**To do**.
Filter the entries and keep only the lines where the string "black" appears.

**Records supplied**.
________________________________________

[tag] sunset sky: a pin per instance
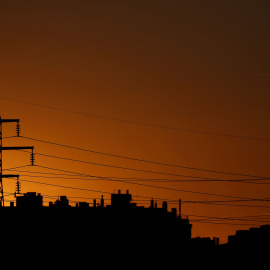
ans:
(178, 82)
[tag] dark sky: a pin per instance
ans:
(194, 65)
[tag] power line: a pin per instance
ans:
(151, 186)
(136, 122)
(72, 177)
(142, 160)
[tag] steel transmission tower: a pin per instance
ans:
(10, 148)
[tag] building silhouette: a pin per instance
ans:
(122, 223)
(252, 239)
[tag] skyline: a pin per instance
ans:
(190, 66)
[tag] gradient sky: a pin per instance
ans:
(194, 65)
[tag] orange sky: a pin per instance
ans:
(196, 65)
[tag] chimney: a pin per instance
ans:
(152, 203)
(174, 212)
(164, 206)
(102, 201)
(180, 208)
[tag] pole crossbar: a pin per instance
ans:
(2, 202)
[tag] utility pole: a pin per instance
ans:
(10, 148)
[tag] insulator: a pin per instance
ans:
(18, 130)
(32, 159)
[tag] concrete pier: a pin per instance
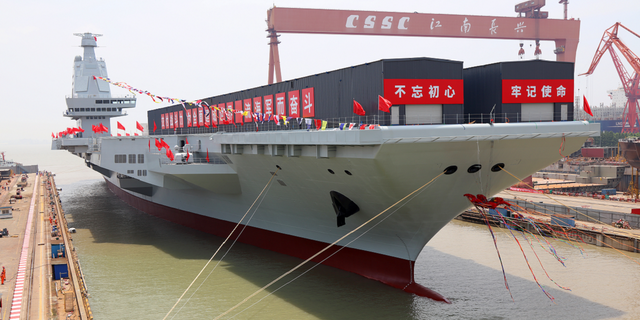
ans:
(30, 290)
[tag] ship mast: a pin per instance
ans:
(91, 103)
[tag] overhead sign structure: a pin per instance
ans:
(565, 33)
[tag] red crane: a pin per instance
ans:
(534, 25)
(631, 123)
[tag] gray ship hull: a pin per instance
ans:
(375, 169)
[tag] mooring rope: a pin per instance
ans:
(329, 256)
(223, 243)
(325, 249)
(223, 256)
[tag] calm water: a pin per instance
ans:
(136, 266)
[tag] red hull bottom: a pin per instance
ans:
(392, 271)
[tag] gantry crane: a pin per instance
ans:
(631, 123)
(532, 24)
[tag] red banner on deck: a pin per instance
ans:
(424, 91)
(537, 91)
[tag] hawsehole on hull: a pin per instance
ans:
(417, 175)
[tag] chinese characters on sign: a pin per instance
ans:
(294, 103)
(537, 91)
(308, 103)
(424, 91)
(247, 109)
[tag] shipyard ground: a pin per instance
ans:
(29, 291)
(589, 232)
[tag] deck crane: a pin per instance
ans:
(631, 123)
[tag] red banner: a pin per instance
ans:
(268, 104)
(308, 103)
(229, 112)
(194, 115)
(257, 105)
(537, 91)
(238, 111)
(525, 190)
(280, 104)
(294, 103)
(176, 123)
(424, 91)
(247, 108)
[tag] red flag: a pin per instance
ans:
(383, 104)
(357, 108)
(164, 144)
(169, 154)
(587, 109)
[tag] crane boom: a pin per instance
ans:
(631, 122)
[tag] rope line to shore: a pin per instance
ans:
(329, 256)
(223, 256)
(325, 248)
(223, 243)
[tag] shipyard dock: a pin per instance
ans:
(576, 218)
(42, 278)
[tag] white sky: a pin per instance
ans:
(195, 49)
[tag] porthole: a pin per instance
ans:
(450, 169)
(497, 167)
(474, 168)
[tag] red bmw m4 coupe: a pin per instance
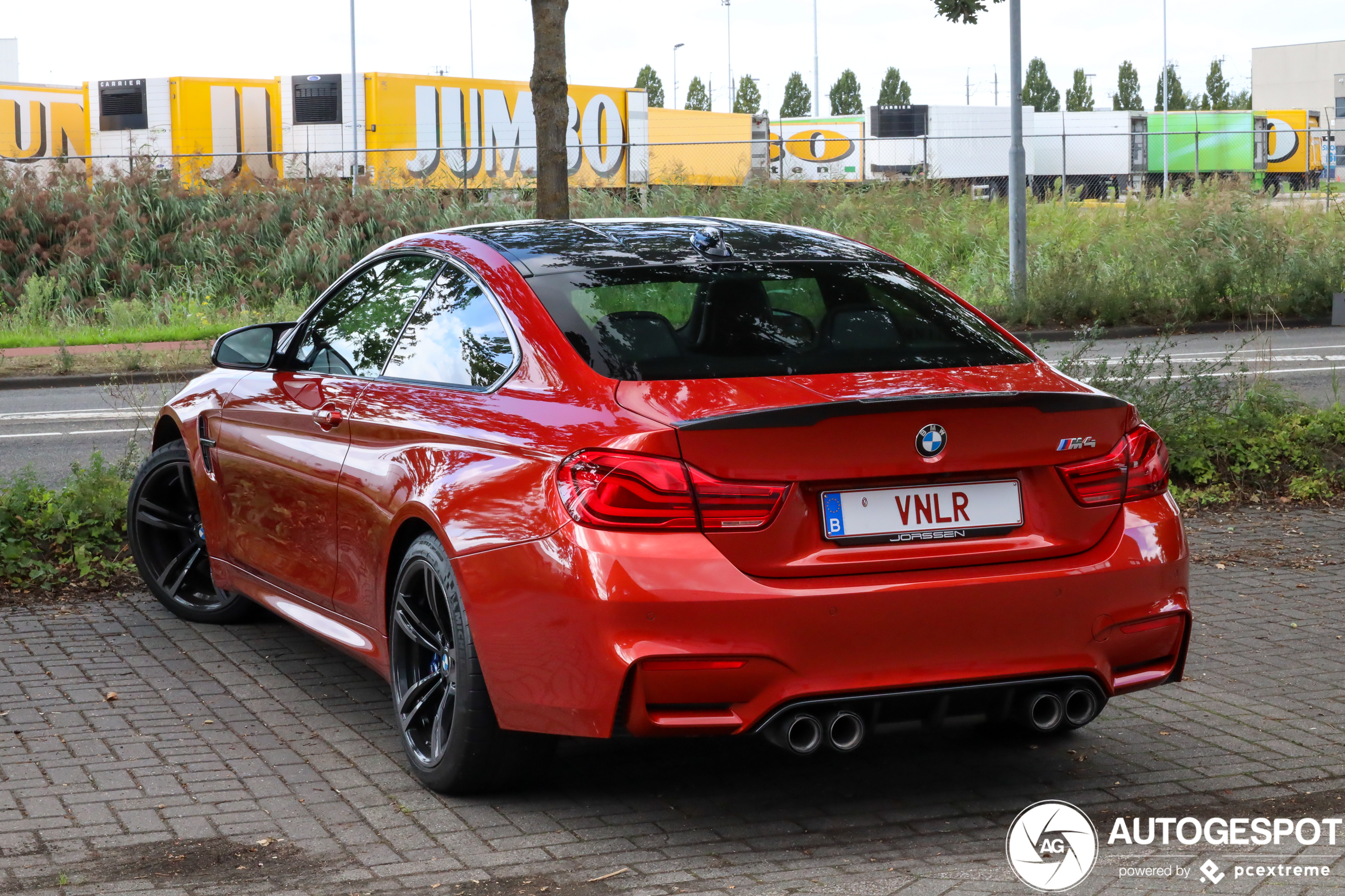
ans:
(669, 477)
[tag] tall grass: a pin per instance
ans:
(145, 257)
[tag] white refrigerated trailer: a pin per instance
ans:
(970, 146)
(1092, 150)
(948, 143)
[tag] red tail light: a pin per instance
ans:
(1136, 469)
(1147, 464)
(727, 504)
(627, 491)
(623, 491)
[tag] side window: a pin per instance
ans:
(455, 338)
(353, 332)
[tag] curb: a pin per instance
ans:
(1134, 332)
(96, 379)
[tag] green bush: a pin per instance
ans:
(76, 532)
(1266, 444)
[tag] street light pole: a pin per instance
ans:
(1017, 163)
(674, 71)
(728, 24)
(354, 100)
(1165, 97)
(817, 78)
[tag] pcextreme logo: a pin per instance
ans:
(1052, 845)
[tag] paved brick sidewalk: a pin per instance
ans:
(225, 737)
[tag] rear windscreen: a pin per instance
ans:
(764, 320)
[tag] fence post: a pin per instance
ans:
(1197, 156)
(1064, 191)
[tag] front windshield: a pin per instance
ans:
(766, 320)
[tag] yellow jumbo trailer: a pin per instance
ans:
(1296, 148)
(471, 133)
(390, 131)
(705, 148)
(41, 124)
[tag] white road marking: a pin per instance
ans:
(106, 414)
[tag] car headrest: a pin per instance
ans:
(634, 336)
(864, 328)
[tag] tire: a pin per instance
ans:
(444, 714)
(168, 540)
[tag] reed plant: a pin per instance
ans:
(143, 260)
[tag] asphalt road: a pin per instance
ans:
(50, 429)
(250, 758)
(1302, 360)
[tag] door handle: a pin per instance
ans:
(329, 417)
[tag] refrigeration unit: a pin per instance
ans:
(201, 129)
(322, 125)
(130, 119)
(966, 144)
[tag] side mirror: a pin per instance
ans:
(249, 348)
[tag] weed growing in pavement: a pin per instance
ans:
(76, 532)
(62, 362)
(131, 359)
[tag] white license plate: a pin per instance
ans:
(923, 512)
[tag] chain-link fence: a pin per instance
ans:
(1089, 166)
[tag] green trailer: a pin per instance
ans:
(1211, 143)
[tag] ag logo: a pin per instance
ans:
(931, 440)
(1052, 845)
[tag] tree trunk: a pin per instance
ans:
(551, 106)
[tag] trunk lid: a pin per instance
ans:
(857, 432)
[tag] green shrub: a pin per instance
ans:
(78, 531)
(1266, 444)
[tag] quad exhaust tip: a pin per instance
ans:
(1040, 710)
(803, 732)
(1045, 711)
(845, 731)
(1080, 707)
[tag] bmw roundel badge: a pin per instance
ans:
(931, 440)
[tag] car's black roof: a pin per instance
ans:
(554, 246)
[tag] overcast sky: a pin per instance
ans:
(608, 41)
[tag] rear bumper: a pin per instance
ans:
(588, 630)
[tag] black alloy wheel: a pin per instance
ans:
(168, 540)
(427, 675)
(449, 725)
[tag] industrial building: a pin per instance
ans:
(1301, 76)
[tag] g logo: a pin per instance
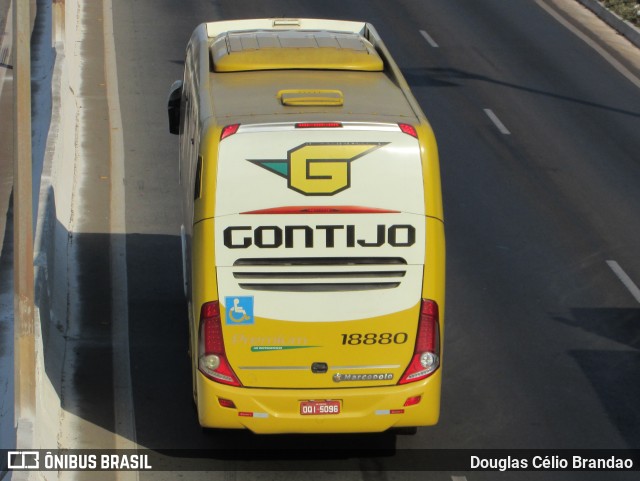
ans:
(319, 168)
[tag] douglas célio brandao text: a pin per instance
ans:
(550, 463)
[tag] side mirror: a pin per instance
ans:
(173, 106)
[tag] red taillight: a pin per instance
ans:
(409, 130)
(229, 130)
(318, 125)
(412, 401)
(426, 354)
(226, 403)
(212, 359)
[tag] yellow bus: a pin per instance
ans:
(313, 236)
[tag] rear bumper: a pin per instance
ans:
(272, 411)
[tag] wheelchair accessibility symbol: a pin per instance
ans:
(239, 310)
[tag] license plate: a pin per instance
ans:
(311, 408)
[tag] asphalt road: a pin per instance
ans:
(539, 147)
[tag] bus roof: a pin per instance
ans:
(293, 49)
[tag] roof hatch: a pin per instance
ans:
(293, 49)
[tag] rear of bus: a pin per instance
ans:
(322, 305)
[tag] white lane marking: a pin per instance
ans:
(496, 121)
(603, 53)
(428, 38)
(625, 279)
(125, 431)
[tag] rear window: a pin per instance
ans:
(293, 49)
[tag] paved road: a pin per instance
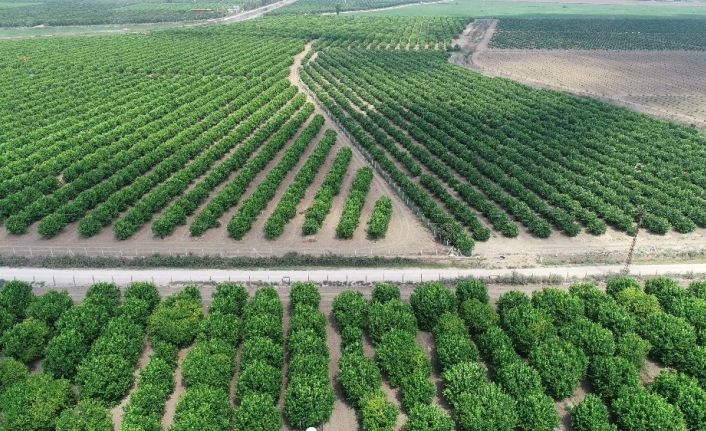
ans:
(83, 277)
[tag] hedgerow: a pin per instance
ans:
(380, 218)
(354, 203)
(331, 186)
(286, 209)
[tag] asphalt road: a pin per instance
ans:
(64, 278)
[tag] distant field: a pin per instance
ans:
(323, 6)
(497, 9)
(90, 12)
(609, 33)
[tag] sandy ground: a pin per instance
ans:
(117, 412)
(666, 84)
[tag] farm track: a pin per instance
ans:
(169, 280)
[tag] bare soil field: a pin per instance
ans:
(667, 84)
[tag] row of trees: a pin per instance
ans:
(233, 191)
(330, 187)
(253, 205)
(177, 212)
(354, 203)
(286, 208)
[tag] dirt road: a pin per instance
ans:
(168, 278)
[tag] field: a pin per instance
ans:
(665, 84)
(544, 8)
(92, 12)
(327, 6)
(377, 357)
(243, 171)
(596, 33)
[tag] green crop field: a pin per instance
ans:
(504, 8)
(90, 12)
(596, 33)
(222, 361)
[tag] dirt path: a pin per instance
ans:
(179, 389)
(118, 411)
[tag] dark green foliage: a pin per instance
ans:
(559, 304)
(617, 284)
(354, 203)
(306, 317)
(518, 379)
(454, 348)
(416, 388)
(377, 412)
(88, 415)
(561, 366)
(527, 327)
(671, 337)
(157, 374)
(640, 410)
(588, 336)
(304, 293)
(398, 355)
(107, 291)
(105, 378)
(350, 309)
(262, 349)
(462, 378)
(591, 415)
(217, 326)
(121, 337)
(383, 292)
(471, 288)
(176, 319)
(386, 316)
(144, 291)
(135, 309)
(536, 412)
(638, 302)
(229, 298)
(358, 375)
(308, 402)
(610, 375)
(260, 377)
(486, 408)
(428, 418)
(257, 412)
(26, 340)
(307, 342)
(263, 325)
(351, 335)
(49, 307)
(698, 289)
(11, 372)
(35, 403)
(380, 218)
(202, 408)
(510, 300)
(209, 363)
(15, 297)
(429, 301)
(450, 324)
(479, 316)
(495, 345)
(633, 348)
(64, 352)
(685, 393)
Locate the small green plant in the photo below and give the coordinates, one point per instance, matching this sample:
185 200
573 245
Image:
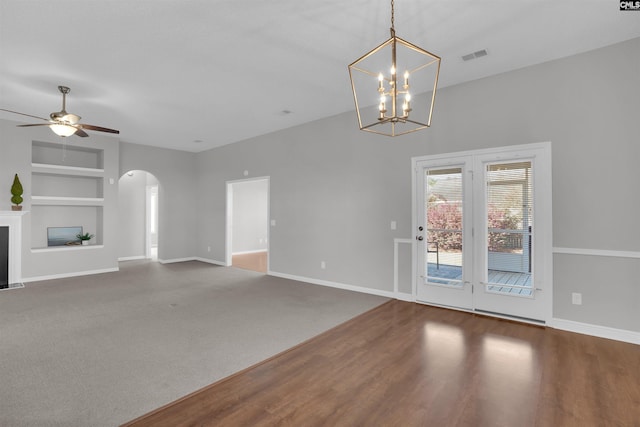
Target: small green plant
85 236
16 191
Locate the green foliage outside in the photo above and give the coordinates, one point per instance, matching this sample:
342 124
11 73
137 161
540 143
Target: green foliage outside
16 191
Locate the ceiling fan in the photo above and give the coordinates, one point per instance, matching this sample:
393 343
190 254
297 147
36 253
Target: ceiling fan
63 123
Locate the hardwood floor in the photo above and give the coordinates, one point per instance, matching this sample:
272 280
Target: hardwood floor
256 261
405 364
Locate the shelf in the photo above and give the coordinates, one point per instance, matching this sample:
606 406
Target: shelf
66 201
66 248
44 168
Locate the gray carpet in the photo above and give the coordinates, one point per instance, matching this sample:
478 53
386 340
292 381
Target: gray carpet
101 350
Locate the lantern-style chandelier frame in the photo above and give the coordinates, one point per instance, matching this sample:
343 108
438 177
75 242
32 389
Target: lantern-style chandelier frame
402 107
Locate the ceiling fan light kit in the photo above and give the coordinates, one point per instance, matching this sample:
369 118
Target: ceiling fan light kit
404 103
62 123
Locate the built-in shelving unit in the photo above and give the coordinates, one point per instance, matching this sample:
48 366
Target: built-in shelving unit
67 190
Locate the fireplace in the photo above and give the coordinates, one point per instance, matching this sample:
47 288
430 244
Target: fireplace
11 249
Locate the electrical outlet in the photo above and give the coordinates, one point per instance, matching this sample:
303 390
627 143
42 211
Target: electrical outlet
576 298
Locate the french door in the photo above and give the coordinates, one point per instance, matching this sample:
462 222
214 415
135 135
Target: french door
483 231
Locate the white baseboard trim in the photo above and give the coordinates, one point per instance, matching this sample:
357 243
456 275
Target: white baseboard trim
596 252
132 258
211 261
596 330
65 275
337 285
174 260
404 297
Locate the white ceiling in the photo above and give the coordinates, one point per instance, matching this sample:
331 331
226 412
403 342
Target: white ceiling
172 72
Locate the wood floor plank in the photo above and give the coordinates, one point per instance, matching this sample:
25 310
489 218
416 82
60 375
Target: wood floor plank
406 364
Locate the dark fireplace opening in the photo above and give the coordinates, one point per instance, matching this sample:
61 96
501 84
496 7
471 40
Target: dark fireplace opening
4 257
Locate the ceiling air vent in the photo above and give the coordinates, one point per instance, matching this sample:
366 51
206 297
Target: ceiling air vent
474 55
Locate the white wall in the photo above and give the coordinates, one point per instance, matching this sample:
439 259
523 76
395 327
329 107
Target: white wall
16 157
335 189
250 216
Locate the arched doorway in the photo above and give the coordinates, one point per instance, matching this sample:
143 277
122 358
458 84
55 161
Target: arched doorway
138 216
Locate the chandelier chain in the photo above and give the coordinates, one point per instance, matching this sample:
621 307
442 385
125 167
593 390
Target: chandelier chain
392 16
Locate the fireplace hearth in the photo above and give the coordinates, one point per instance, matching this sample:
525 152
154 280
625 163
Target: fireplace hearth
10 249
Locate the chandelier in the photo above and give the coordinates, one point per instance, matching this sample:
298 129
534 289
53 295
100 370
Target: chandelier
404 103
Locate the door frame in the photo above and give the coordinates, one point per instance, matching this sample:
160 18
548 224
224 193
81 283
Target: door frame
544 236
229 219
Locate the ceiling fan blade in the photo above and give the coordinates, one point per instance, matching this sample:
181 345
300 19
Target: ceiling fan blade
98 128
80 133
34 124
23 114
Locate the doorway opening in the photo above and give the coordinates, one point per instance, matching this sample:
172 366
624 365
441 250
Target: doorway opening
247 231
138 226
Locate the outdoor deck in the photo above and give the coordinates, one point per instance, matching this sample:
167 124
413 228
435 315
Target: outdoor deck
499 281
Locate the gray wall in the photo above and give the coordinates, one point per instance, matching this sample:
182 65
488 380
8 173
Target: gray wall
250 216
334 189
177 195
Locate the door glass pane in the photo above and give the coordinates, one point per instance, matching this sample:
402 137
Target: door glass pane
509 227
443 199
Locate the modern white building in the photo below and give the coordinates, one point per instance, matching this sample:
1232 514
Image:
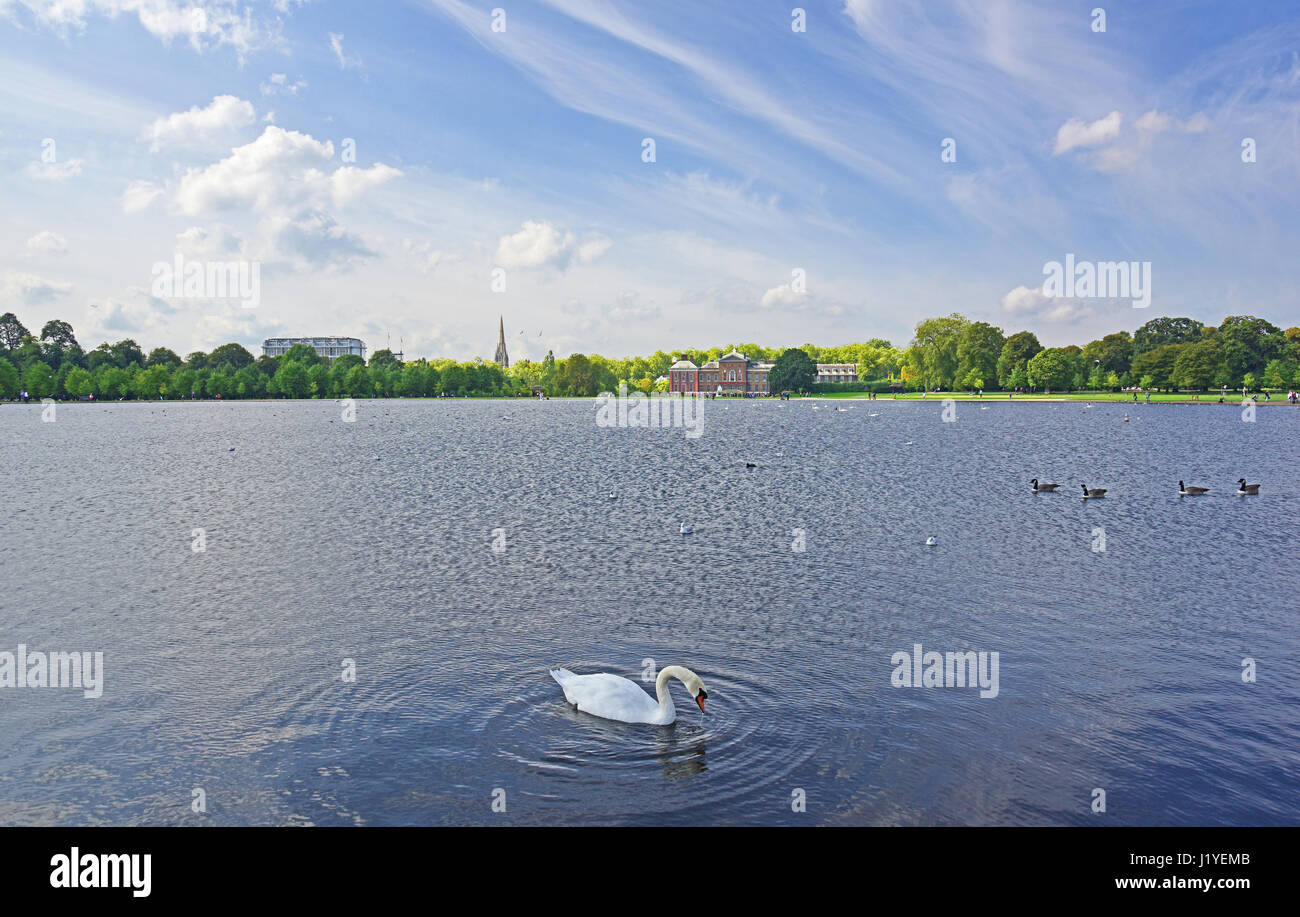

________________________________________

**Answer below**.
[tag] car's black roof: a pin per instance
[tag] black alloy wheel: a pin per instance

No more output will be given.